**Assignment**
Copy every line in the listing that contains "player".

**Data provided**

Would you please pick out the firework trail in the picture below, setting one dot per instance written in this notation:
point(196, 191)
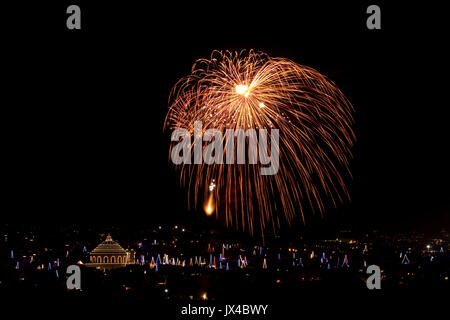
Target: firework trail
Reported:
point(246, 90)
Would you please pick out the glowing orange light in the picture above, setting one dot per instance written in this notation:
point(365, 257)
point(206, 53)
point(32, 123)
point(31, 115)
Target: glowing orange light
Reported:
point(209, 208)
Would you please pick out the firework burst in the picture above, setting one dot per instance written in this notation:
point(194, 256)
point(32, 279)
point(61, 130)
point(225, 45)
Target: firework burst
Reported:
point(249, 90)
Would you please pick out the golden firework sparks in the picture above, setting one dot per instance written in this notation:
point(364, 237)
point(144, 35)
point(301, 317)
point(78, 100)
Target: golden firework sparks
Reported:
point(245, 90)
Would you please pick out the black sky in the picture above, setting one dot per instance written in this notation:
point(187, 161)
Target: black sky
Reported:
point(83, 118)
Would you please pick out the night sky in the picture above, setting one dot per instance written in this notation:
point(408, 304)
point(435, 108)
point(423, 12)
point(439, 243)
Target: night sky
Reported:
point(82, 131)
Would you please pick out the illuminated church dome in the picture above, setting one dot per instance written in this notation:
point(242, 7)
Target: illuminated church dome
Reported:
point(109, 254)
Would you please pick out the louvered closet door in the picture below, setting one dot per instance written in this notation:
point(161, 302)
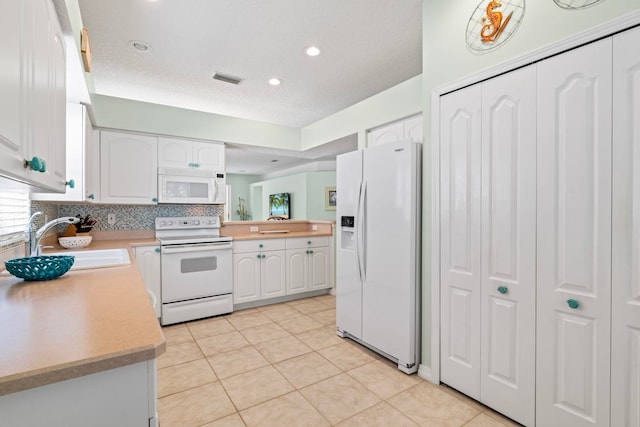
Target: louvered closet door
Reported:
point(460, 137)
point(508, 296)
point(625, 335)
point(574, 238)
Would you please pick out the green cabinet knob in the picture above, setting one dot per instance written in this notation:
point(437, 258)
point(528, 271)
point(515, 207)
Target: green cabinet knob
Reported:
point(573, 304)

...

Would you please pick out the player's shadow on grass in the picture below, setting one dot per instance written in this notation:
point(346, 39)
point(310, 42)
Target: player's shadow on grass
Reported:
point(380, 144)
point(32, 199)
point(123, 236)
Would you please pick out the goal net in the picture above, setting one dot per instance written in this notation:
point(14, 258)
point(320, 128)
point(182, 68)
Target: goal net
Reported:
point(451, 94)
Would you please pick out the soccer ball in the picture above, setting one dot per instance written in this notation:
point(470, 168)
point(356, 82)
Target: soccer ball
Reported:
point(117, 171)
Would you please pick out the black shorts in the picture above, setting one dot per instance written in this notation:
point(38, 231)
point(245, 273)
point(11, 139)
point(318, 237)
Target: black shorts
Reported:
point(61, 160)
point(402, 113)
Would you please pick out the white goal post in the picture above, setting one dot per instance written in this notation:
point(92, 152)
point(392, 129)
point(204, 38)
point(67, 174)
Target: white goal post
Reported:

**Finished task**
Would you please pick out the player's shadow on grass in the picture below, setting one dot per instance written in this notation:
Target: player's shadow on grass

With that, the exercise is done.